**TEXTO SELECIONADO**
☆ ☆ ☆
Tolerância – toda evolução é concretizada na tolerância. Deus é
tolerância. Há tempo para tudo e tudo tem seu momento. Os objetivos da melhoria
requerem essa complacência conosco para que haja mais resultados satisfatórios.
Complacência não significa conivência ou conformismo, mas caridade com nossos
esforços.
Amor incondicional – aprender o autoamor é o maior desafio de quem
assume o compromisso da reforma íntima, porque a tendência humana é desgostar
de sua história de evolução, quem toma consciência do ponto em que se encontra
ante os estatutos universais da lei divina. Sem autoamor a reforma íntima
reduz-se a “tortura íntima”. Aprender a gostar de si mesmo, independente do que
fizemos no passado e do que queremos ser no futuro, é estima a si próprio, o
estado interior de júbilo com nosso retorno lento, porém gradativo, para uma
identificação plena com o pai.
Socialização – seu interesse pessoal é o grande adversário de nosso
progresso, então a ação em grupos de educação espiritual será excelente
meditação contra o personalismo e a vaidade. Destaquemos assim o valor das
tarefas doutrinárias regadas de afetividade e siso moral. São treinamentos na
aquisição de novos impulsos.
Caridade – se socializar pode imprimir novos impulsos e reflexões
no terreno da vida mental, a caridade é o “dínamo de sentimentos nobres” que
secundaram o processo socializador, levando-o ao nível de abençoada escola do
afeto e revitalização dos ensinamentos espíritas.
* * *
Conviveremos bem com os outros
na proporção em que estivermos bem conosco mesmo. A adoção de uma ética de paz,
no transcorrer da metamorfose de nós próprios, será medida salutar no alcance
das metas que almejamos, ao tempo em que constituirá garantia de bem-estar e
motivação para a continuidade do processo.
☆ ☆ ☆
**REGISTROS ARMAZENADOS**
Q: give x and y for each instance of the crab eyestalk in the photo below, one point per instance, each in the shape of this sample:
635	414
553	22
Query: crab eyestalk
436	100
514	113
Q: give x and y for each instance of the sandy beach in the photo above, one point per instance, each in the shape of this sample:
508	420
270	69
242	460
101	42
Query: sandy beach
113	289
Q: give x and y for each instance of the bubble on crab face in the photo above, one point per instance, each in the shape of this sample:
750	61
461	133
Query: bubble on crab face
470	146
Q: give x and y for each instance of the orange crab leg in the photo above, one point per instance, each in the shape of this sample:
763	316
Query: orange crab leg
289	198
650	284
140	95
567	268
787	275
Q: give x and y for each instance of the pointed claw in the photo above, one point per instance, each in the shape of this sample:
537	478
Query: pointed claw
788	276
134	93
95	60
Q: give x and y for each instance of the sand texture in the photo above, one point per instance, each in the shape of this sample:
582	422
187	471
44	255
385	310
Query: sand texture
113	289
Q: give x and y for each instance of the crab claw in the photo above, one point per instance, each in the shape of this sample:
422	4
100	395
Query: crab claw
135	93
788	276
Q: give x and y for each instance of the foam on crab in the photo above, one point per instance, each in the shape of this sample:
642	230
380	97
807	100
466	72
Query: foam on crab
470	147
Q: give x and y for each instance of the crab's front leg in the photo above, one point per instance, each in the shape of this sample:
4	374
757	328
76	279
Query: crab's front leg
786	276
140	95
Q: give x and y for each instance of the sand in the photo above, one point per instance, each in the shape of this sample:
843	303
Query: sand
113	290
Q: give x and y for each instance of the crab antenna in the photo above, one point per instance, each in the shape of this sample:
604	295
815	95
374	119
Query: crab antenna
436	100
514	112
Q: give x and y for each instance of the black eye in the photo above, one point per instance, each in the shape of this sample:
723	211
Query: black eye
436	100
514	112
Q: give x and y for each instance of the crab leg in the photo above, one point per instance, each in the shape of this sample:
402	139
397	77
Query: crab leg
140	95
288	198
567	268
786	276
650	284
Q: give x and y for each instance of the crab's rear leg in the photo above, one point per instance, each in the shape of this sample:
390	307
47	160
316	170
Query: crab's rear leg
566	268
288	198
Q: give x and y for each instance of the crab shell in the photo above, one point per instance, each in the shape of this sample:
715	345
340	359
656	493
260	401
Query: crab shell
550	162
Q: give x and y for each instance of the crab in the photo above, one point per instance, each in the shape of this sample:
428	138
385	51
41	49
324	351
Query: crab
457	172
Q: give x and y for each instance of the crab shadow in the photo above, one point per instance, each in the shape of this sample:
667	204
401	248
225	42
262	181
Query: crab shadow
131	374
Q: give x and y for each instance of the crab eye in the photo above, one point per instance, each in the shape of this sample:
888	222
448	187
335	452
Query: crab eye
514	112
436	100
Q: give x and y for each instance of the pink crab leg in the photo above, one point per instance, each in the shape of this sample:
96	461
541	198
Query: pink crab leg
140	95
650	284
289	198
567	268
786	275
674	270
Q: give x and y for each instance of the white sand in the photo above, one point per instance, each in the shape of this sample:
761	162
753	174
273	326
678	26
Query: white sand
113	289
☆ ☆ ☆
**EXERCÍCIOS PARA RESOLVER**
a: No texto selecionado, altere o trecho que começa com as palavras "Socialização – seu" e termina com "dos ensinamentos espíritas.", trocando "vaidade" por "soberba".
b: Quais são os termos que aparecem antes do travessão no início de cada tópico do texto selecionado?

**RESPOSTAS COMENTADAS**
a:
Socialização – seu interesse pessoal é o grande adversário de nosso
progresso, então a ação em grupos de educação espiritual será excelente
meditação contra o personalismo e a soberba. Destaquemos assim o valor das
tarefas doutrinárias regadas de afetividade e siso moral. São treinamentos na
aquisição de novos impulsos.
Caridade – se socializar pode imprimir novos impulsos e reflexões
no terreno da vida mental, a caridade é o “dínamo de sentimentos nobres” que
secundaram o processo socializador, levando-o ao nível de abençoada escola do
afeto e revitalização dos ensinamentos espíritas.

b:
Tolerância
Amor incondicional
Socialização
Caridade